Stored data entries:
────────────────────
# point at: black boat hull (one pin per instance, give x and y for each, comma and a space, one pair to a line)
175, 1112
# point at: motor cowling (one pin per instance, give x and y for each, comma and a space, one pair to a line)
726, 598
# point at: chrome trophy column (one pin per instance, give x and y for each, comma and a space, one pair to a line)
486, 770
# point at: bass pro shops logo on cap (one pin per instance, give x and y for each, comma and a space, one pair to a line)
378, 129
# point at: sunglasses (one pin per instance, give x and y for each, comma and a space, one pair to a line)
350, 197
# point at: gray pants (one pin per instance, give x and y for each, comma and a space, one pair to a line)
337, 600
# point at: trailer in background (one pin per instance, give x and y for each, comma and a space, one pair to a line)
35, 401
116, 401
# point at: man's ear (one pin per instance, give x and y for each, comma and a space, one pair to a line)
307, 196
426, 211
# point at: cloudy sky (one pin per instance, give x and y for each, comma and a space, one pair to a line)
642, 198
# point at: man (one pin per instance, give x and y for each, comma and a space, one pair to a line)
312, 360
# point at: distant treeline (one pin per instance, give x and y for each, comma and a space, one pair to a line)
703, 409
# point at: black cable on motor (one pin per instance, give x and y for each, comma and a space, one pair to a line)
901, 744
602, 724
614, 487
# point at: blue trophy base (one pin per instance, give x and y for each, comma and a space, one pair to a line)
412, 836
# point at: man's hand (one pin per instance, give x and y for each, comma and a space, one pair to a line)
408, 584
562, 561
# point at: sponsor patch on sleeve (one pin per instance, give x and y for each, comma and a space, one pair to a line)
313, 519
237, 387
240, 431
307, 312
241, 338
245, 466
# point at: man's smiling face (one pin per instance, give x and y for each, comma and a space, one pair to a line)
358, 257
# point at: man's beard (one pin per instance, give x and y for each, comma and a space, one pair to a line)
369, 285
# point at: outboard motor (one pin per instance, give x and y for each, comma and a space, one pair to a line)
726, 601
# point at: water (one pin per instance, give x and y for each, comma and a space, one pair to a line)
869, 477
────────────────────
### [Prompt]
Only the span from the line with "# point at: sponsor" through the final line of the records goes in the output, each line unchanged.

### [Answer box]
# point at: sponsor patch on sleeve (one pin per instance, give x and y for each, comma and a space, one pair to a line)
313, 519
237, 387
240, 431
307, 312
241, 338
245, 466
# point at: man's smiling face (one pin per instance, give x and y for each, comma and a space, one pair to a line)
358, 257
# point at: man's beard (one pin per instance, give x and y for each, comma and a space, one pair to a line)
369, 285
# point at: outboard motor (one pin per instance, give x and y for each, comma and a space, one pair to a line)
726, 601
# point at: water (one pin per instance, give x and y for each, comma and a space, one pair to a line)
869, 477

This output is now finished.